#### Text block

Gurdjieff, Work, and the Dark Side of Hidden Truths
Being a tale of my experience with an obscure mystic, the dark side of hidden truths, and New York in the 90s
"Man lives his life in sleep, and in sleep he dies” G.I. Gurdjieff
This is adapted from a piece I wrote for my old website years ago…
When I moved to New York City I was 18 and clueless. I was deeply curious about art, philosophy, literature and spirituality, but I knew next to nothing about any of those things. In those pre-internet days, if you were a kid like me, you tended to come across things in a haphazard manner. Someone you knew lent you a book about zen; the zine you bought at the punk show referenced Jack Kerouac; some book you’re reading mentioned a mystic dude who sounded interesting so you poked around and, it just so happens, a bunch of books about him are being stocked at the bookstore where you work.
That, in a nutshell, is how I fell into a short lived, but intense, interest in the mystic and charlatan known as G.I. Gurdjieff.
Gurdjieff (1866? - 1949) was a Blavatsky type – an Eastern European who, borrowed heavily from various religious traditions, wrapped them up in mythology of a “hidden truth” to which he held the key, and then sold this package as a unique path to an awakened life. He was contradictory, self aggrandizing, innovative, interesting, and full of shit. He wrote three books, only one of which I read. It claimed to be a memoir of sorts of his interactions with various sages and mystics.
It was, I knew even then, total bullshit.

########
#### Recorded information

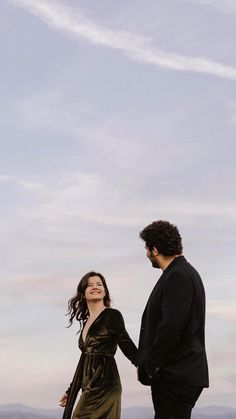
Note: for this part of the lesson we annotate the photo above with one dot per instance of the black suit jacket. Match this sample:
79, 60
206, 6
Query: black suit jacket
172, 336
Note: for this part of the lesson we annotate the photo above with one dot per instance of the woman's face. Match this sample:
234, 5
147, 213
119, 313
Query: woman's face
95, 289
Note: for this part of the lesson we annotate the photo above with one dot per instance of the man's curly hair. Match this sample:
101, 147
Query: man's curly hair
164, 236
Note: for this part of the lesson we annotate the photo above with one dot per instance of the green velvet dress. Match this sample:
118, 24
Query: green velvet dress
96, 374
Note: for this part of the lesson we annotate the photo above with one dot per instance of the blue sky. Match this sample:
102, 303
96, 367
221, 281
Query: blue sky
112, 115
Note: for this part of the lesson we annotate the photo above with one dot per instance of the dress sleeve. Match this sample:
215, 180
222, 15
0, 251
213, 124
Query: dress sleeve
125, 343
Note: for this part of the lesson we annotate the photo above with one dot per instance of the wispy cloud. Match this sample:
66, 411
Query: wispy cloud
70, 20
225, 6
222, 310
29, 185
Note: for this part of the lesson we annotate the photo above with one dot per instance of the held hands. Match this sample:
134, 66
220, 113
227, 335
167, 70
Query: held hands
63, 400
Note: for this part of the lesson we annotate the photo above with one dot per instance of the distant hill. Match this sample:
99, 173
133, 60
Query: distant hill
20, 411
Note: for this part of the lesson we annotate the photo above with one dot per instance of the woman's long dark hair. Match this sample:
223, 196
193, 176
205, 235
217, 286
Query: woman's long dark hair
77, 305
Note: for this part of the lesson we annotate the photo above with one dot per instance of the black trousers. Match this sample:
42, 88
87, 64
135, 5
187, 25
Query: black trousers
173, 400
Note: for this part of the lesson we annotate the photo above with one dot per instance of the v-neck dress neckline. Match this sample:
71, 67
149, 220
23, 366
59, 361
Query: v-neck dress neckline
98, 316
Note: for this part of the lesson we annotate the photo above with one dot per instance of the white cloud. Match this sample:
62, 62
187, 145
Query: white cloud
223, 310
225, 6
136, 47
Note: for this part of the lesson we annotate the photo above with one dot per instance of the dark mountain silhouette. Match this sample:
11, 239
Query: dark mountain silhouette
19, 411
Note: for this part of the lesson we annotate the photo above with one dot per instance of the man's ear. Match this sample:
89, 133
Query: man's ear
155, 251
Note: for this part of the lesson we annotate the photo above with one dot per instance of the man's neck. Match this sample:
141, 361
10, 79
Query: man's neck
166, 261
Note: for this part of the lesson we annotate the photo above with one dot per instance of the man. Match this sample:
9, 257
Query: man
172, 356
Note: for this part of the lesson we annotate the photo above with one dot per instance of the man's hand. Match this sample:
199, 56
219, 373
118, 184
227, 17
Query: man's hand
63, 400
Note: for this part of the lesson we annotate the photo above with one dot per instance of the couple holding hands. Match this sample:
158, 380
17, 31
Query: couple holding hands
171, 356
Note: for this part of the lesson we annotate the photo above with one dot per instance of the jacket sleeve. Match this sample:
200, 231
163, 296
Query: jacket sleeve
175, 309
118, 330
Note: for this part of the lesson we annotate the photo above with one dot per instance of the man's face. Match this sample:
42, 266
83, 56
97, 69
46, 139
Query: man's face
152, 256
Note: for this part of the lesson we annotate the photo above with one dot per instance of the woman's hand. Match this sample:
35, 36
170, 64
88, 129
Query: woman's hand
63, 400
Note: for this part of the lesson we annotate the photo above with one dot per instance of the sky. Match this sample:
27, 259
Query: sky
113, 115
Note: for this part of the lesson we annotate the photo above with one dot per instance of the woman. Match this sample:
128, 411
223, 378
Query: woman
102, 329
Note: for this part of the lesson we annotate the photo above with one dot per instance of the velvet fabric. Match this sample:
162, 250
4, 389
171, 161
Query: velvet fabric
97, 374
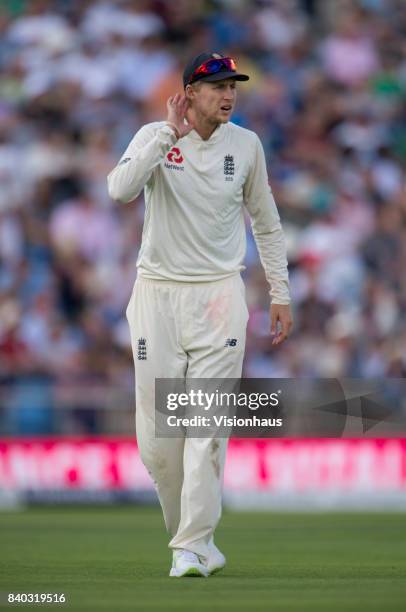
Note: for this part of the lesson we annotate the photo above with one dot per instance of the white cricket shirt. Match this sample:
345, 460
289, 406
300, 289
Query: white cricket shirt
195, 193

########

**Set of tasks:**
1) List the subjects that the narrator of the essay about Gurdjieff says they were deeply curious about on arriving in New York City.
2) Copy the passage from the essay about Gurdjieff starting at "That, in a nutshell, is" and ending at "sages and mystics.".

**Expected responses:**
1) Art, philosophy, literature and spirituality.

2)
That, in a nutshell, is how I fell into a short lived, but intense, interest in the mystic and charlatan known as G.I. Gurdjieff.
Gurdjieff (1866? - 1949) was a Blavatsky type – an Eastern European who, borrowed heavily from various religious traditions, wrapped them up in mythology of a “hidden truth” to which he held the key, and then sold this package as a unique path to an awakened life. He was contradictory, self aggrandizing, innovative, interesting, and full of shit. He wrote three books, only one of which I read. It claimed to be a memoir of sorts of his interactions with various sages and mystics.